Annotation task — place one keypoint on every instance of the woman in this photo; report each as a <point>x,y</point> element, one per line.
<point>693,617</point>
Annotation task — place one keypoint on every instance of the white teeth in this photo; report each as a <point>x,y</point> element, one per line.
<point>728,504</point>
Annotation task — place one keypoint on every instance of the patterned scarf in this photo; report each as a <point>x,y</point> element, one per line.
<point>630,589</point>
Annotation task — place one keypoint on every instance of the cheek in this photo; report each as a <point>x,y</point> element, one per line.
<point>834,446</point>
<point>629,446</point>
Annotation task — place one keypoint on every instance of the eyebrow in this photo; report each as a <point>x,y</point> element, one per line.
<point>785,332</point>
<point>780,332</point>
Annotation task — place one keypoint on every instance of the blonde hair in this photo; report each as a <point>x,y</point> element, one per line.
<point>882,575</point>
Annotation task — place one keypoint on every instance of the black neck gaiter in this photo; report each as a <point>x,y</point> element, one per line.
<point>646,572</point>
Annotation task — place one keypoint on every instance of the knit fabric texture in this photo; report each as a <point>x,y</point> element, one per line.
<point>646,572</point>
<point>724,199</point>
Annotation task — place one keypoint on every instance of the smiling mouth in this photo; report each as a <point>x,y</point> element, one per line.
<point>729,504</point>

● ● ● ● ● ● ●

Every entry shown above is to be written out exactly.

* SOLUTION TO THE EXERCISE *
Annotation task — place one keypoint on every instance of the woman in this photo; report each as a <point>x,y</point> element, one per line.
<point>693,617</point>
Annotation task — place one keypoint on every instance of the white teeth in this photo; report each as a <point>x,y</point> element, one per line.
<point>728,504</point>
Annotation task — place one keypoint on every instance of the patterned scarf in this photo; report each as a <point>x,y</point> element, one per line.
<point>630,589</point>
Annotation task — place one keypoint on every instance of the cheek in this photo; report each as a <point>x,y</point> element, one per line.
<point>834,446</point>
<point>629,446</point>
Annotation task — place one keypoint on every instance of the eyebrow in this photo; report each as a <point>x,y</point> element, one per line.
<point>785,332</point>
<point>780,332</point>
Annotation task — place one keypoint on every instance of the blonde hair in this photo; report each as a <point>x,y</point> element, one per line.
<point>882,575</point>
Annotation task — place one keypoint on every instance of the black neck gaiter in this photo; report each as a <point>x,y</point> element, one per line.
<point>646,572</point>
Annotation task — place one keypoint on every instance of the knit fabric texture in this photo; report each as a <point>x,y</point> element, one per line.
<point>646,572</point>
<point>724,199</point>
Annotation task — place one keypoint on every instance of the smiling mouth in this photo; report each as a <point>x,y</point> element, one per line.
<point>729,504</point>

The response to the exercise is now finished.